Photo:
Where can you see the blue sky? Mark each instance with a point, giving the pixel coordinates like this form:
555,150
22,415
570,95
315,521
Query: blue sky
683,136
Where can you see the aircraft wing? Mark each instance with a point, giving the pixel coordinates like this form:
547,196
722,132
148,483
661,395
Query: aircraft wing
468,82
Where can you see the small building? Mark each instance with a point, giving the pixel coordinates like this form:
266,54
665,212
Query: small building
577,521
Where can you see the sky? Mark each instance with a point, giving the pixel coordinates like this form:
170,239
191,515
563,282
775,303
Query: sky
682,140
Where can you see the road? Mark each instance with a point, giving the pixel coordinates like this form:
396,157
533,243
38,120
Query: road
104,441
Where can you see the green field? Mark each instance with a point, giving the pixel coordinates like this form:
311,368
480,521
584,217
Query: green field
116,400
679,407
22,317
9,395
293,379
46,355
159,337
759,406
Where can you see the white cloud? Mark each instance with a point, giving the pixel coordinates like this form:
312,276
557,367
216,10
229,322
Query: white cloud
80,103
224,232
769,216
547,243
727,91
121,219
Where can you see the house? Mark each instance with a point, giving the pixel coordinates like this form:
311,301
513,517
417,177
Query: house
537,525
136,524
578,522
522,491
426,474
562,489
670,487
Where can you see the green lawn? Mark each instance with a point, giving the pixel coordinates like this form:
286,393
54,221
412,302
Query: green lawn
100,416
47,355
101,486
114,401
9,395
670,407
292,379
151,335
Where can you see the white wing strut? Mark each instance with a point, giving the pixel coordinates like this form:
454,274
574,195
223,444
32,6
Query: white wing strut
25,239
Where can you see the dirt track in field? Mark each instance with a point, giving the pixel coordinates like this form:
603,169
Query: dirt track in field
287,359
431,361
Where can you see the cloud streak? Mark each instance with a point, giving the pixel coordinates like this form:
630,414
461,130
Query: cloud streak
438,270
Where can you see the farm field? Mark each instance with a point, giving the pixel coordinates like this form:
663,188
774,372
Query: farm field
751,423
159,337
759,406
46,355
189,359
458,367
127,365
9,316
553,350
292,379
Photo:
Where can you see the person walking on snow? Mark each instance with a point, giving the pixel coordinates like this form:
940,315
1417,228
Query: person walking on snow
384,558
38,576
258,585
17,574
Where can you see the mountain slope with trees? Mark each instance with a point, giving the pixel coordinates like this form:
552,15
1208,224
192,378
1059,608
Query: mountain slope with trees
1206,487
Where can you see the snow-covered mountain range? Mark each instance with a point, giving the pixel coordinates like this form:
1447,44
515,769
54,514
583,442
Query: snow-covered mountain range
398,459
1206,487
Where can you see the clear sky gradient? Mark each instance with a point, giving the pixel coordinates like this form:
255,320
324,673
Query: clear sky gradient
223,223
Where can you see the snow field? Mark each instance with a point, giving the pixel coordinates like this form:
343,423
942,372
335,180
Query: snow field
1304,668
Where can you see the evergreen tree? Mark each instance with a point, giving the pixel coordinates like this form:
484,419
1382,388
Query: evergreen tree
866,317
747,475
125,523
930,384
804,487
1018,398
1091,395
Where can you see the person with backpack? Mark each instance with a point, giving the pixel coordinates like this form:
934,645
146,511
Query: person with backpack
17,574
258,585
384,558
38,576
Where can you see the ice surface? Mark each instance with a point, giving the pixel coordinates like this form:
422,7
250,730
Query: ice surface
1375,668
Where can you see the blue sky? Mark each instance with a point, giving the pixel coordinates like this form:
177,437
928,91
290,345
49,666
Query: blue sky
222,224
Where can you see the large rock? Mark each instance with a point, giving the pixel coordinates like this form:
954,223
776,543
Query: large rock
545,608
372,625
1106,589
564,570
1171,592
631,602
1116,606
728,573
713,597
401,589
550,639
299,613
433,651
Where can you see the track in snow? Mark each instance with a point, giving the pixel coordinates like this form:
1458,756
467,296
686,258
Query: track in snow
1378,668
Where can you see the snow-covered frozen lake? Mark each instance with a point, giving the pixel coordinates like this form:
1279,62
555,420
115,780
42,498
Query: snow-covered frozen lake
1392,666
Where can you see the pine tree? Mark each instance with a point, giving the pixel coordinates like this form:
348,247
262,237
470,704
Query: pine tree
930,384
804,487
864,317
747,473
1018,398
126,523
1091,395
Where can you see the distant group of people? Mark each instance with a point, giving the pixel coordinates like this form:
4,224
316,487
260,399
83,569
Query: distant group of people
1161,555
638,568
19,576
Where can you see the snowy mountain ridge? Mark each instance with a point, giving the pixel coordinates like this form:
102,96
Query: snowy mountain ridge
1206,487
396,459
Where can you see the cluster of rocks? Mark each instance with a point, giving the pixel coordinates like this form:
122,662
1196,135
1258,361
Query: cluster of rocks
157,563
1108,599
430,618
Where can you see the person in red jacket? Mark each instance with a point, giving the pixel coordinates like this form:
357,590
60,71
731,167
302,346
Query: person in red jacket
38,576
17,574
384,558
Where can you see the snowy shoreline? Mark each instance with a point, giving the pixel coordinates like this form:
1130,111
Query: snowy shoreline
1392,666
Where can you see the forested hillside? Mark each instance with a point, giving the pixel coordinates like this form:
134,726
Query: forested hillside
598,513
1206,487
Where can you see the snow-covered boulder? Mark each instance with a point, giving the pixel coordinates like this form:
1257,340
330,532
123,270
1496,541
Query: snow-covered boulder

- - -

_Your task_:
Every line of the listing above that contains "boulder" is to be copied.

_Worked solution_:
Where can you see the snow-covered boulder? Mark each instance with a point, giving the pixel coordinates like this form:
Query: snow-covered boulder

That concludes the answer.